_What the task asks_: Your output should repeat each record below with no differences.
▼
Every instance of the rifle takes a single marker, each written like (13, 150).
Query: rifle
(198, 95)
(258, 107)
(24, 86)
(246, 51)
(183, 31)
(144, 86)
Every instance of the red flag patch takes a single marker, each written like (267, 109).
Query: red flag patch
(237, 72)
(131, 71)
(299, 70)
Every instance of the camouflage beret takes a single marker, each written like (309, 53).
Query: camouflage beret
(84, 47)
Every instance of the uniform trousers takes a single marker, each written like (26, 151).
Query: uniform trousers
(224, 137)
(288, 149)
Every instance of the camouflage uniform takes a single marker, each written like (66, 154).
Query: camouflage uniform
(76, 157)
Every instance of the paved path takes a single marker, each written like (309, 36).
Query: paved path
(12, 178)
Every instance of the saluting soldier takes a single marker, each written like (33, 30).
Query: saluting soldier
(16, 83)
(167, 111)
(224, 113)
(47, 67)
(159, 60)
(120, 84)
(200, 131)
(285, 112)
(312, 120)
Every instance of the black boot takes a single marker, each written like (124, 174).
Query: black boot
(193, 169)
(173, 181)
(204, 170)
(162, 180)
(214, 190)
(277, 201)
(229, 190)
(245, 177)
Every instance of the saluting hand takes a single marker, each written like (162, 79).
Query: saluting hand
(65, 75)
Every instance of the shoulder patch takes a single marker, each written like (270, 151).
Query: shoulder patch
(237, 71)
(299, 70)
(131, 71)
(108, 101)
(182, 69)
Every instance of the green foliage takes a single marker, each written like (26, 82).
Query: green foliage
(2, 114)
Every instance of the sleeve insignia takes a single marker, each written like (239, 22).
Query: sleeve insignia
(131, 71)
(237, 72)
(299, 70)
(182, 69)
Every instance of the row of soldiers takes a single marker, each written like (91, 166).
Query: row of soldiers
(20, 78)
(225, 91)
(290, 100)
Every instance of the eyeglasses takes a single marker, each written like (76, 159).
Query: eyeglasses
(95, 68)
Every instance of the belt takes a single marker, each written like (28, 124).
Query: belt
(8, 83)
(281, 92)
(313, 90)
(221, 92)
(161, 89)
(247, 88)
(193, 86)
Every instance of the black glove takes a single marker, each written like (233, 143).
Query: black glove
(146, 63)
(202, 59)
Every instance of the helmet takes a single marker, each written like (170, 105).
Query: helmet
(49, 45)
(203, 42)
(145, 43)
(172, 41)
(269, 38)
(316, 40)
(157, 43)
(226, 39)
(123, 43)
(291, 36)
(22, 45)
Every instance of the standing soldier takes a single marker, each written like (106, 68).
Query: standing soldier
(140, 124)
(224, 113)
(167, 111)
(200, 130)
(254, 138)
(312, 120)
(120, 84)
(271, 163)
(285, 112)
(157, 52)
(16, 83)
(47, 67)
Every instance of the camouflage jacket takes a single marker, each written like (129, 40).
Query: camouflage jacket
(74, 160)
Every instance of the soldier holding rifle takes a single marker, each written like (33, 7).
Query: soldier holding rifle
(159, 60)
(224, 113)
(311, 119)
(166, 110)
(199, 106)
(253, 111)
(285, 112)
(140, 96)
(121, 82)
▲
_Completed task_:
Every instance of the rifle takes a single marker, each written like (13, 150).
Query: rifle
(198, 95)
(258, 107)
(24, 86)
(246, 51)
(183, 31)
(144, 86)
Every instance of the red flag patch takes a single marker, each written like (267, 109).
Query: red flag patch
(237, 72)
(131, 71)
(299, 70)
Every instance of the camouflage beret takes a single marker, each written like (309, 53).
Query: camouflage beret
(84, 47)
Every instance of the uniform trousers takes a single marker, each written like (26, 151).
Query: uniform trousers
(224, 137)
(288, 149)
Every instance of the camouflage uniform takes a single marker, each written like (66, 154).
Query: camouflage uniform
(76, 157)
Every instance of the paved path takes a single marker, each written like (309, 36).
Query: paved path
(12, 178)
Every instance of the saluting soldier takes a single marker, each written like (33, 30).
Query: saluting soldier
(16, 83)
(167, 111)
(224, 113)
(47, 67)
(159, 60)
(120, 84)
(200, 131)
(285, 112)
(312, 120)
Every instance of the black boot takes a single marker, each written like (124, 174).
Query: black boot
(193, 169)
(173, 181)
(204, 170)
(162, 180)
(214, 190)
(277, 201)
(229, 190)
(245, 177)
Every instance of the saluting hand takes a single marker, each written like (162, 79).
Query: saluting hand
(65, 75)
Every instance of the shoulder patch takes a single marker, each written like (270, 151).
Query: shoulder patch
(237, 71)
(299, 70)
(131, 71)
(108, 101)
(182, 69)
Every instance of the green foliage takes a single marker, each written like (26, 82).
Query: green foliage
(2, 114)
Every instance of the sleeve insignia takes a single marker, each written like (239, 22).
Query: sleeve insignia
(131, 71)
(237, 72)
(299, 70)
(182, 69)
Every instance of the row of soldiers takes a single marker, each written like (91, 166).
Query: row of soldiers
(20, 78)
(225, 91)
(290, 100)
Every instance of the eyeglasses takes a single marker, each written like (76, 159).
Query: eyeglasses
(95, 68)
Every instance of the belt takes a single marker, each written like (28, 124).
Query: belt
(8, 83)
(281, 92)
(313, 90)
(221, 92)
(161, 89)
(247, 88)
(193, 86)
Every instance of the black glove takes a single marker, each written like (233, 143).
Query: black glove
(146, 63)
(202, 59)
Every instance of the helmet takes a single marker, each written like (170, 105).
Query: helmet
(49, 45)
(203, 42)
(145, 43)
(172, 41)
(269, 38)
(316, 40)
(157, 43)
(226, 39)
(123, 43)
(291, 36)
(22, 45)
Every instance of the standing soldier takes a single marker, each written like (106, 68).
Query: standing soldier
(140, 124)
(224, 113)
(167, 111)
(200, 130)
(254, 138)
(312, 120)
(120, 84)
(271, 163)
(285, 112)
(157, 52)
(16, 83)
(47, 67)
Every instance of the camouflage jacket takes a single marker, each written like (129, 40).
Query: camouflage jacket
(74, 160)
Every instance of the soldier holding rifle takes a single marker, each written like (33, 7).
Query: soldier holding rifle
(159, 60)
(224, 113)
(311, 119)
(166, 110)
(199, 106)
(253, 111)
(285, 112)
(140, 96)
(121, 82)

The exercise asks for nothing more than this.